DOCUMENT PASSAGE
=== Begin Enclosure ===

A commentary by Jacques Bélanger, from our Labour and Employment Law Group.

May 10, 2016 — It is fairly well known that, under art. 2091 of the Civil Code of Québec, an employer must give reasonable notice when terminating an employee without a serious reason. Too often, however, we forget that this article imposes a similar obligation upon an employee who resigns without a serious reason.

A recent decision reminds that “the legal obligation to give notice applies to the resigning employee as it does to the employer who terminates the employee” [Pharmacie Jean-Sébastien Blais inc. c. Pharmacie Éric Bergeron et André Vincent inc., 2016 QCCS 1306, par. 54; our translations].

According to the Court, “the notice is meant to give the employer enough time to hire and train someone to replace the employee who resigns, or to adapt his operations to the absence of the employee” [par. 55].

Failure to give reasonable notice can cause the employer damages that the employee could have to compensate. In such a case, the employer has a right to damages calculated “in light of all the facts, the duration of the employment, the employee’s importance in the business operations, his salary and work conditions, and the circumstances of his departure” [par. 73].

In this case, the employee was condemned to pay his former employer compensation for $12,000, representing two months’ salary.

A few examples

For reasons that are easy to guess, resigning employees are rarely sued and held to pay damages for failure to give reasonable notice. Still, case law does provide some examples of awards payable to ex-employers:

  • $28,193, corresponding to six weeks’ salary (Traffic Tech inc. c. Kennell, 2016 QCCS 355, a decision that we already commented on another aspect)
  • $4,000, set under the Court’s discretionary power (Environnement Sanivac inc. c. Lamoureux, 2015 QCCQ 10261)
  • $1,564, corresponding to two weeks’ salary (Distribution Charlebois inc. c. Leroux, 2015 QCCQ 7341)
  • $5,292, corresponding to three weeks’ salary, on top of $2,500 for general damages and intentional destruction of computer files by the ex-employee (Ethica Clinical Research Inc. c. Le Gall, 2015 QCCQ 3708)
  • $1,180, for salaries and expenditures paid by the ex-employer (9142-2097 Québec inc. c. Côté, 2011 QCCQ 12635)
  • $4,000, for lost income (Transport Daniel Baril A. inc. c. Valade, 2011 QCCQ 6792))

=== End Enclosure ===

WORK ITEM A
According to the commentary on resignation notice under Québec law, why must an employee who resigns give the employer notice? Answer in one to three sentences.
WORK ITEM B
Resume the commentary on resignation notice under Québec law, starting after its last case example.
The records that come next are from a separate source.

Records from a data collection
=== Begin Enclosure ===

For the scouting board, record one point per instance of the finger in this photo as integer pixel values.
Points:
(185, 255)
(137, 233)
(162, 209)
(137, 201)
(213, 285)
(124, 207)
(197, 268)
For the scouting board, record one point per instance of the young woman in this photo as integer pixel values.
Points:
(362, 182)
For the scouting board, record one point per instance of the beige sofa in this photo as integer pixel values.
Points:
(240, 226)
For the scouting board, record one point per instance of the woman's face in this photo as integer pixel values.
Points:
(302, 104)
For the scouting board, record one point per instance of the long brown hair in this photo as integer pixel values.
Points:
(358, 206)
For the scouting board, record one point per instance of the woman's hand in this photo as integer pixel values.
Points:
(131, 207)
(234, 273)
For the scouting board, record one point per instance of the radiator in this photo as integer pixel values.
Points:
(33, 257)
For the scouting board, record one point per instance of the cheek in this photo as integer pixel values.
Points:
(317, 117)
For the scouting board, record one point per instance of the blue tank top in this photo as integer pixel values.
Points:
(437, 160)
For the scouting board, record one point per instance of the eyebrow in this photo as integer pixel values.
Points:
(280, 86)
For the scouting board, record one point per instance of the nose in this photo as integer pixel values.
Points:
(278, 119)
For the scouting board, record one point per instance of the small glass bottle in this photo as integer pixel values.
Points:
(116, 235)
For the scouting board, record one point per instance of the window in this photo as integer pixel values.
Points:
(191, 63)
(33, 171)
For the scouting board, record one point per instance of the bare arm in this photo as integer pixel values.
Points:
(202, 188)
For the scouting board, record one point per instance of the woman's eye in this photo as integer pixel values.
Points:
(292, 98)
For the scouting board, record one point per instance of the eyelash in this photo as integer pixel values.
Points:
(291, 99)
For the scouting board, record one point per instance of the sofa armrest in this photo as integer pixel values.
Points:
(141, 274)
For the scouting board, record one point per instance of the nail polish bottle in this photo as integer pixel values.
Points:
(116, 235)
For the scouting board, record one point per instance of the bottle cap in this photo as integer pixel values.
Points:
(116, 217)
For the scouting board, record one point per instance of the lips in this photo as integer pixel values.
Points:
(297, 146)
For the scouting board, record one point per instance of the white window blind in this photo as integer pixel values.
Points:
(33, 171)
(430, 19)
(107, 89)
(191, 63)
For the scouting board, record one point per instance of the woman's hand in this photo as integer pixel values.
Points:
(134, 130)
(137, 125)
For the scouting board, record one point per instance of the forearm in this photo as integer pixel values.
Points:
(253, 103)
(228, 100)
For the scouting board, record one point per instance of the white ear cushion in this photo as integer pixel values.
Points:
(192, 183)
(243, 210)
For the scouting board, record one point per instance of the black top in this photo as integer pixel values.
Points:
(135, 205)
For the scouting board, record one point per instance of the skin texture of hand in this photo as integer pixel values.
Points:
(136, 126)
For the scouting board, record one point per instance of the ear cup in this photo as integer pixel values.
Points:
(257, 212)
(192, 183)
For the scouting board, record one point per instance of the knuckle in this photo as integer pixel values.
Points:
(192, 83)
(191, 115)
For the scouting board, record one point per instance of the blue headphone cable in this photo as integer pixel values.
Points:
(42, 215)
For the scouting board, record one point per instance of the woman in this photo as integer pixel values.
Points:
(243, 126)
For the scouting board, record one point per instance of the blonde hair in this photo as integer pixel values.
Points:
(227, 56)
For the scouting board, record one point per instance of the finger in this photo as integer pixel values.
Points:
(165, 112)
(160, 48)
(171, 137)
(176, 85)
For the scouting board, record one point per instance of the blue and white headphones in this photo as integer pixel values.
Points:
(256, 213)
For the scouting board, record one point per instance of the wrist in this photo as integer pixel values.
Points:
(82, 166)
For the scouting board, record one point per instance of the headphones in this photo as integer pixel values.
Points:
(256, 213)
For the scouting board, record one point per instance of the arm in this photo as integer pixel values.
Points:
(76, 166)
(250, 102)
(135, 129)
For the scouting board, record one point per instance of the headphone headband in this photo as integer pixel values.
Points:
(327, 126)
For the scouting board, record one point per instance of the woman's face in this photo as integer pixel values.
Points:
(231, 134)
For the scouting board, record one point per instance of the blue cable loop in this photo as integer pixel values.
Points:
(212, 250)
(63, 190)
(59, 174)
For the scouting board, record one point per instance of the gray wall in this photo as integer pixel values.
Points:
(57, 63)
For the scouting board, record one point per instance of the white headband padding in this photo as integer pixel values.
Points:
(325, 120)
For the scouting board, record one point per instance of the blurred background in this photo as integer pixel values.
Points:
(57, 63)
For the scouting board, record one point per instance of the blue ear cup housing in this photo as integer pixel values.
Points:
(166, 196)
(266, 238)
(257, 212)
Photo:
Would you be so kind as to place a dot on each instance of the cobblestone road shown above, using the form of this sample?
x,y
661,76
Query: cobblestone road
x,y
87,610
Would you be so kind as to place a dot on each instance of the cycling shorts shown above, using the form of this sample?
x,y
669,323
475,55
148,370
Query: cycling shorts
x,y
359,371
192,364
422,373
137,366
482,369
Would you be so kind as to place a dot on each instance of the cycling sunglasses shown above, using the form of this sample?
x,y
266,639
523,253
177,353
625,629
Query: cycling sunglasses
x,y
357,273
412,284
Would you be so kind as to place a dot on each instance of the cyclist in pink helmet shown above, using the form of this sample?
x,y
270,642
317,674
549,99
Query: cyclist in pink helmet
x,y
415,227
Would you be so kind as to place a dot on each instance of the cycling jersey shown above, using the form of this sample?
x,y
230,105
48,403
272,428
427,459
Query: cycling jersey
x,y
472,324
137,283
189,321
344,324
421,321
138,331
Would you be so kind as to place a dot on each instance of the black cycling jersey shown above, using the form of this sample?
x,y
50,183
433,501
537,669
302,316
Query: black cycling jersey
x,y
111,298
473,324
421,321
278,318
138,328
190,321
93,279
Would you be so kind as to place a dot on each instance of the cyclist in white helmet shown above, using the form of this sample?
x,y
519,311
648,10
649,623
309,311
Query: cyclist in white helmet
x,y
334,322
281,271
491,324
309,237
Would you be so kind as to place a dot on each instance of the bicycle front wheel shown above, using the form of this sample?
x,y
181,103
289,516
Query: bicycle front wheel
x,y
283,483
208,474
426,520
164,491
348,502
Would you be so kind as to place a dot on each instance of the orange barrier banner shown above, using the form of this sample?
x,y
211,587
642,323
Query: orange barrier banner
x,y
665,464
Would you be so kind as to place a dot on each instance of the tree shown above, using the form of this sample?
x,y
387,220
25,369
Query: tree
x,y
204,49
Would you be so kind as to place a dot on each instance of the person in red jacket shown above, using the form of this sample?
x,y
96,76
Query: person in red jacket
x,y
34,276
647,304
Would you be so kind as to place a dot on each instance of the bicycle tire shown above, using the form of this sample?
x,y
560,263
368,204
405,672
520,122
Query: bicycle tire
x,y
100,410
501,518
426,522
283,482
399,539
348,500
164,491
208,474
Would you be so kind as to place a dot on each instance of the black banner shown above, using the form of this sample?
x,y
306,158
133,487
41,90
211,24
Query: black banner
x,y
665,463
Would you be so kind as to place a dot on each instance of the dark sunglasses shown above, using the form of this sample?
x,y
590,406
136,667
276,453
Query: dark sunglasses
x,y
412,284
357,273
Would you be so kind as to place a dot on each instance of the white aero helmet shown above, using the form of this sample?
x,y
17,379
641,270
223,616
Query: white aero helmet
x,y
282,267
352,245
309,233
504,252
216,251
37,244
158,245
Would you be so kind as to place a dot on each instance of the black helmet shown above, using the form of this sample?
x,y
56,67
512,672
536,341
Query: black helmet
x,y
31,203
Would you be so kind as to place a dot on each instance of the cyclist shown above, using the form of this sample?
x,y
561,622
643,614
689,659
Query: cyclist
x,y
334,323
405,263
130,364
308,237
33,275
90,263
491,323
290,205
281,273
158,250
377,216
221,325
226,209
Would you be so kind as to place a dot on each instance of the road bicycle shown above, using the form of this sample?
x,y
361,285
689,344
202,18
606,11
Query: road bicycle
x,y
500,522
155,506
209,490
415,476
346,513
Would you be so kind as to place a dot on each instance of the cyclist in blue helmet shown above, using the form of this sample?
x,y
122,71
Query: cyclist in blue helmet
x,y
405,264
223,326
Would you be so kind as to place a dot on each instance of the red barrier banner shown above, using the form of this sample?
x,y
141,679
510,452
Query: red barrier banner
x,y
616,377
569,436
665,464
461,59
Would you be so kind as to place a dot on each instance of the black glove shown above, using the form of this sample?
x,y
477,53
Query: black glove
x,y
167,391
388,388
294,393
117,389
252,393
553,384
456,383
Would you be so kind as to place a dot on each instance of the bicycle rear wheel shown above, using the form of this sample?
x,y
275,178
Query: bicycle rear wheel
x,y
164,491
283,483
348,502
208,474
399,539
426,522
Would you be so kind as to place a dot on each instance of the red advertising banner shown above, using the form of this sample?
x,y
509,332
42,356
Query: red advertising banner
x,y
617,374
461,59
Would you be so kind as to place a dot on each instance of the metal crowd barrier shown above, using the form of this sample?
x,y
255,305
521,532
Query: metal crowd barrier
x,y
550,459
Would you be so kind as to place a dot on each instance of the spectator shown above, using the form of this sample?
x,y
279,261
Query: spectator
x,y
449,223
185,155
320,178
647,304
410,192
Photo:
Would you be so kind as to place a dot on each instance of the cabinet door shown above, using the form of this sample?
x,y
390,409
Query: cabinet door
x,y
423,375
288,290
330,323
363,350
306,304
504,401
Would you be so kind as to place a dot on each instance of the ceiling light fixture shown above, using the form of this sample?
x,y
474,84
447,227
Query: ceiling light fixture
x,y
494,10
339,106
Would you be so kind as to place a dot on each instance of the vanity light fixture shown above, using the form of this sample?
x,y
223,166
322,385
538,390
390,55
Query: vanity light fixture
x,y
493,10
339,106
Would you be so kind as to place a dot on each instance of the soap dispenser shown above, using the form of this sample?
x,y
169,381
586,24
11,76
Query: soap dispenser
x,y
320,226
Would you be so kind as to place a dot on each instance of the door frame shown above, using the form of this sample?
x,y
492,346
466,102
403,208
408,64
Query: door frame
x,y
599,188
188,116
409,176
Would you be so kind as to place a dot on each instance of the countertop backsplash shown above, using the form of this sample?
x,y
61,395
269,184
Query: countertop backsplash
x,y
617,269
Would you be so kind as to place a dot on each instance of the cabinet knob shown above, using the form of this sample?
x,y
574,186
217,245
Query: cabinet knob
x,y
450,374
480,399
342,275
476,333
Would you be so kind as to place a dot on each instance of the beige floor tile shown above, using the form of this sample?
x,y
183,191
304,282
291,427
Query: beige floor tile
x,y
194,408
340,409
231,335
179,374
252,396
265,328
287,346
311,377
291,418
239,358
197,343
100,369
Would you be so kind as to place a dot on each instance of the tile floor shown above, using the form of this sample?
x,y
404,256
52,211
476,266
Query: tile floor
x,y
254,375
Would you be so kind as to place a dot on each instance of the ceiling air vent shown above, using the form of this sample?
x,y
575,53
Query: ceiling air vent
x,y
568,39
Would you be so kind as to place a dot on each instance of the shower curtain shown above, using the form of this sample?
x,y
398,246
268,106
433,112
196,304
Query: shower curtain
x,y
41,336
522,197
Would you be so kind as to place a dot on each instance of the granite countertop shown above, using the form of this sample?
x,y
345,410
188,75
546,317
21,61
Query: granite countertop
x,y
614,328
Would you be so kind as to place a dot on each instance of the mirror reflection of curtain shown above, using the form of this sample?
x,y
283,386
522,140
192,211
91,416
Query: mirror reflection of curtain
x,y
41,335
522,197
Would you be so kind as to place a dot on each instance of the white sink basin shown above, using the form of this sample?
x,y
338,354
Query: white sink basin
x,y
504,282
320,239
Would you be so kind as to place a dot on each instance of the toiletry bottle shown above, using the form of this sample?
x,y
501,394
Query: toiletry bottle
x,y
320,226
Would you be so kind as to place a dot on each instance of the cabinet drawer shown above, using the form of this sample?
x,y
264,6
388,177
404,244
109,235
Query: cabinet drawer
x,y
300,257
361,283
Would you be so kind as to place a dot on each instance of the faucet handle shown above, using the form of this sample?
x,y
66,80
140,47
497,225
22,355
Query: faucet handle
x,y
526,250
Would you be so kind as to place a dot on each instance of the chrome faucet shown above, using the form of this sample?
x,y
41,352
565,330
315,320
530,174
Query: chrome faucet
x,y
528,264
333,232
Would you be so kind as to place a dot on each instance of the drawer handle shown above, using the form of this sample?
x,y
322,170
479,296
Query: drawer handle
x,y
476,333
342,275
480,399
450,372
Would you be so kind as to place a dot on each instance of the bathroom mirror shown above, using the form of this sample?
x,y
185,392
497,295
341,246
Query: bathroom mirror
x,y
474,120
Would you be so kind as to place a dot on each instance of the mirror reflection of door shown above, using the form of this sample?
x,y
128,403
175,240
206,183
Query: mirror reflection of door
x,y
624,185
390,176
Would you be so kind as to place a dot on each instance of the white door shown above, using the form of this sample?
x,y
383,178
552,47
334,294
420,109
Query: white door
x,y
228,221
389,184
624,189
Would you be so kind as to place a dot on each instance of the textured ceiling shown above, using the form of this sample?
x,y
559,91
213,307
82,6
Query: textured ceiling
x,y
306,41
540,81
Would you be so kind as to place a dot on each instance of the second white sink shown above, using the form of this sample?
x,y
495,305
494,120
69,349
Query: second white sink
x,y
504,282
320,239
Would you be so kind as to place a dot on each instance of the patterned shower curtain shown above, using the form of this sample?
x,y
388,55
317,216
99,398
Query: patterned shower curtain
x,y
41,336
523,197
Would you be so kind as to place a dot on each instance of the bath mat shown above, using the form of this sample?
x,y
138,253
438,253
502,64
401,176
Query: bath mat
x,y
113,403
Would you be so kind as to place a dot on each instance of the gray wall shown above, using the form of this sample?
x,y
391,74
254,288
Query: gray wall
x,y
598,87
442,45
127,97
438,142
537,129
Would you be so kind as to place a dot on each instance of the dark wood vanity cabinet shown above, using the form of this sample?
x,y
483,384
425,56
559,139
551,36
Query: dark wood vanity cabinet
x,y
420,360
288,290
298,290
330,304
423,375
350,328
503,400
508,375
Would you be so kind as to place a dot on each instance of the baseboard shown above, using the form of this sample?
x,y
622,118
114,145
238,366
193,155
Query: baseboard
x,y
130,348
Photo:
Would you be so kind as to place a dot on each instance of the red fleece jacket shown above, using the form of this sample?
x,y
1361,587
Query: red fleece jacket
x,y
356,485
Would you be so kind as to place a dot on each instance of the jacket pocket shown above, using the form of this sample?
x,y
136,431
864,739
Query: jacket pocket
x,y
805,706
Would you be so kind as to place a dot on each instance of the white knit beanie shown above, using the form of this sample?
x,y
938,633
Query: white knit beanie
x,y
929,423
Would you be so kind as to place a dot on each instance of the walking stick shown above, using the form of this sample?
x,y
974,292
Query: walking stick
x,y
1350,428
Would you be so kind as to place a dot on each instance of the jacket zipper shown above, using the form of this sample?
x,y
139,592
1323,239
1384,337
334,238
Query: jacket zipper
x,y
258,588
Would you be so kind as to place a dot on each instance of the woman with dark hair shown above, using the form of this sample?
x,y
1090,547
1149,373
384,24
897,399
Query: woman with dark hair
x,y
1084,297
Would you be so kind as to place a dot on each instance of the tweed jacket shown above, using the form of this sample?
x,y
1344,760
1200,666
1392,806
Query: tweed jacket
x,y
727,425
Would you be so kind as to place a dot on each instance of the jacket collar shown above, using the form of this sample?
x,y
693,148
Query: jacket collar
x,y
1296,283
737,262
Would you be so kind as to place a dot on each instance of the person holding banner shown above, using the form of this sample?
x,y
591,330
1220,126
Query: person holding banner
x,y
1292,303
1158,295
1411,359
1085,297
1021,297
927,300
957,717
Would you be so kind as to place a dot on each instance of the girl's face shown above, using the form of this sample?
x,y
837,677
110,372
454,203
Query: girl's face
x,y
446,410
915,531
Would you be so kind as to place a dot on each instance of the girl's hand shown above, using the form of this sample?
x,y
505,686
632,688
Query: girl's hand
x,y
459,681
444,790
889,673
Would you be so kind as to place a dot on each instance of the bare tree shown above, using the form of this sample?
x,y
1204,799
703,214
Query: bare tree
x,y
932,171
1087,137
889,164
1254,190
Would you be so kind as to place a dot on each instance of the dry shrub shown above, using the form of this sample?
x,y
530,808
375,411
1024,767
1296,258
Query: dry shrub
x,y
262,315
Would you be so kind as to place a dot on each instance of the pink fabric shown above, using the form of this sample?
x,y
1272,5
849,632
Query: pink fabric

=== End Enclosure ===

RESULT A
The notice gives the employer enough time to hire and train someone to replace the departing employee. It also lets the employer adapt its operations to the employee's absence.

RESULT B
  • $14,814, payable by three ex-employees to compensate income lost by the ex-employer (Vibration et balancement Borgia (3436993 Canada inc.) c. Richard, 2011 QCCQ 3989))
  • $15,000, set under the Court’s discretionary power (Carrefour immobilier de l’Estrie inc. (Groupe Sutton de l’Estrie) c. Gagnon, 2007 QCCS 4471))
  • $7,500, corresponding to six weeks’ salary and including $1,000 in general damages (Corporation Tribospec c. Spartan Marketing Services Inc., 2006 QCCQ 5840).

What lessons can we draw from these examples?

If you are an employee: announce your resignation early enough to give your employer enough time to plan for your replacement. Keep in mind that the Civil Code imposes an obligation of loyalty that persists even after your departure — in addition to eventual non-competition clauses that could still be binding. Ideally, discuss your intention with your employer and come to an agreement on the conditions of your departure.

If you are an employer: remind your employees of their obligation to give a notice of resignation, by specifying a clause in the letter of employment or the collective agreement. Periodically, you should also express your willingness to discuss the conditions of resignations.

In both cases: keep in mind that, just like a termination, a resignation carries legal consequences that may be costly, and harmful to your reputation.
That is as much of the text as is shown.